[Texte fourni]
________________

# Site monenfant.fr



## samah (30 Décembre 2022)

Est-ce que c'est mieux de s'inscrire sur le site monenfant.fr svp?


----------



## Catie6432 (30 Décembre 2022)

C'est obligatoire en fait.


----------



## Sandrine2572 (30 Décembre 2022)

Exactement c est obligatoire


----------



## MeliMelo (31 Décembre 2022)

Oui c'est obligatoire, ils vous demandent aussi un scan de votre agrément, attention pour moi le format pdf ne fonctionnait pas et ça bloquait mon inscription à chaque fois. Je l'ai envoyé en jpeg et nickel.


----------



## isa19 (31 Décembre 2022)

bonjour,
 je suis depuis longtemps  inscrite sur ce site et jamais ils ne m'ont demandé mon agrément.


----------



## angèle1982 (31 Décembre 2022)

Tout à fait Isa je n'ai jamais pu y rentrer dans ce fichu site et personne ne m'a jamais rien demandé ???


----------



## Sandrine2572 (31 Décembre 2022)

Moi il me l on demander et quand j ai eu mon renouvellement en septembre j ai du fournir ma nouvelle attestation


----------



## stephy2 (31 Décembre 2022)

________________

[Données fournies]
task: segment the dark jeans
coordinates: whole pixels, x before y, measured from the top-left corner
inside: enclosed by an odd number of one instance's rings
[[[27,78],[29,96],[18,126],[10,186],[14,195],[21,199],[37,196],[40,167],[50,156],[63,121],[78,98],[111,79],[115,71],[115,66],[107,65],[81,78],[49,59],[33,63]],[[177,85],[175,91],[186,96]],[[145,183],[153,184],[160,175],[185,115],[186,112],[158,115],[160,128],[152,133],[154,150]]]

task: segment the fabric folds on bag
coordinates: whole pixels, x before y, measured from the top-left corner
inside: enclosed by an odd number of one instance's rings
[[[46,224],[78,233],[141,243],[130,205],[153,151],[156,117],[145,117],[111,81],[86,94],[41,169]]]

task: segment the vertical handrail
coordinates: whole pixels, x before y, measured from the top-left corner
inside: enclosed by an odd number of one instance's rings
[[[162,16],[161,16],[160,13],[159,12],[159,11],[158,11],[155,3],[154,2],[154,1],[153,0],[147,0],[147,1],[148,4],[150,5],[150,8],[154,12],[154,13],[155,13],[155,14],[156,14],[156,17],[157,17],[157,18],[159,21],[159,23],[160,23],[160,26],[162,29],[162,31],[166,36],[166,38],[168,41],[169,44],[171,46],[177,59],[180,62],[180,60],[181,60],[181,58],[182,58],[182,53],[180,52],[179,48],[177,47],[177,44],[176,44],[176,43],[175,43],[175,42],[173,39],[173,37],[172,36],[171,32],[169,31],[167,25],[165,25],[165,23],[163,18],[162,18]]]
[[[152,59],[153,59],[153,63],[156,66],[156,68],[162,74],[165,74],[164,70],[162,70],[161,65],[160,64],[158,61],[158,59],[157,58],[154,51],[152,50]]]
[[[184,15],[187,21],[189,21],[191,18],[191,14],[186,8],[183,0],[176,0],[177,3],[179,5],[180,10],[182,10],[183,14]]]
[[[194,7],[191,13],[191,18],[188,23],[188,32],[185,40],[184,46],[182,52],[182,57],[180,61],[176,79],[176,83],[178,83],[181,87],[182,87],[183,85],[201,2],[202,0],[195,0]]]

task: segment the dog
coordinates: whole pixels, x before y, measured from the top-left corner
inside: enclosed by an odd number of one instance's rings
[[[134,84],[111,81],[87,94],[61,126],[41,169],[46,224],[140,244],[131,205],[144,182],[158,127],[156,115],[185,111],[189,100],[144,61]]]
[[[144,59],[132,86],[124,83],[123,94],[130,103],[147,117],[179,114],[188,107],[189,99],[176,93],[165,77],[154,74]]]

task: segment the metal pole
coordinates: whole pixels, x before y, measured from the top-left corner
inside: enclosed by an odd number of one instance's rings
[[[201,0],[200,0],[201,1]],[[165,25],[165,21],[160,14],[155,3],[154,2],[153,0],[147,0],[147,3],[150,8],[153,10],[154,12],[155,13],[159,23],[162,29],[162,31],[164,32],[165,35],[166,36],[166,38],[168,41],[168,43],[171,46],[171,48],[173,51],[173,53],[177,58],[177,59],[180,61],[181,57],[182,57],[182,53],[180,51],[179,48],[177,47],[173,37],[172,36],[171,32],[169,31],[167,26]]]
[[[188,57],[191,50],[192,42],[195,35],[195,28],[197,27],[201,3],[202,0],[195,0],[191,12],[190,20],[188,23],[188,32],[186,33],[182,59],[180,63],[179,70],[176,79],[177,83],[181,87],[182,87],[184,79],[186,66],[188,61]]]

________________

[Exercices à traiter]
1. D'après la discussion sur le site monenfant.fr, en quel format MeliMelo a-t-elle dû envoyer son agrément pour que l'inscription fonctionne ?
2. Restituez, dans la discussion sur le site monenfant.fr, tout ce qui va de « Oui c'est obligatoire, ils » jusqu'à « demandé mon agrément. ».
3. Prolongez la discussion sur le site monenfant.fr à partir de l'endroit où elle s'arrête.
Les lignes constituent un matériau distinct de la discussion sur le site monenfant.fr.

[Réponses par exercice]
1. En jpeg.

2.
Oui c'est obligatoire, ils vous demandent aussi un scan de votre agrément, attention pour moi le format pdf ne fonctionnait pas et ça bloquait mon inscription à chaque fois. Je l'ai envoyé en jpeg et nickel.


----------



## isa19 (31 Décembre 2022)

bonjour,
 je suis depuis longtemps  inscrite sur ce site et jamais ils ne m'ont demandé mon agrément.

3.
Bonjour, 
Moi aussi j ai jamais fourni mon agrément! Peut-être quand on a un renouvellement. A voir..


----------



## Sandrine2572 (31 Décembre 2022)

Même a l inscription il me l on demander


----------



## Nounousand02 (31 Décembre 2022)

Oui sur le cerfa j'ai pas cocher la case: voulez vous être inscrit sur monenfant.fr.
Et quand j'ai reçu ma feuille d agrément un courrier m'a redemander si je voulais être inscrite sur ce site pour avoir plus de demande .


----------



## miette (31 Décembre 2022)

J ai dû transmettre une copie de mon agrément quand je me suis inscrite sur mon enfant.fr et recommencer au moment de mon renouvellement.


----------



## Pioupiou (31 Décembre 2022)

Bonjour,
Voici un élément de réponse faites par le site monenfznt.fr.
*Pourquoi ne puis-je pas retourner sur le site pour mettre à jour mes données alors que je me suis inscrite et que j’ai téléchargé mon agrément ?*
Les informations de l’agrément sont systématiquement vérifiées par les modérateurs du site. Tant qu’ils n’ont pas validé ces informations, l’inscription n’est pas effective et la mise à jour du profil n’est pas possible.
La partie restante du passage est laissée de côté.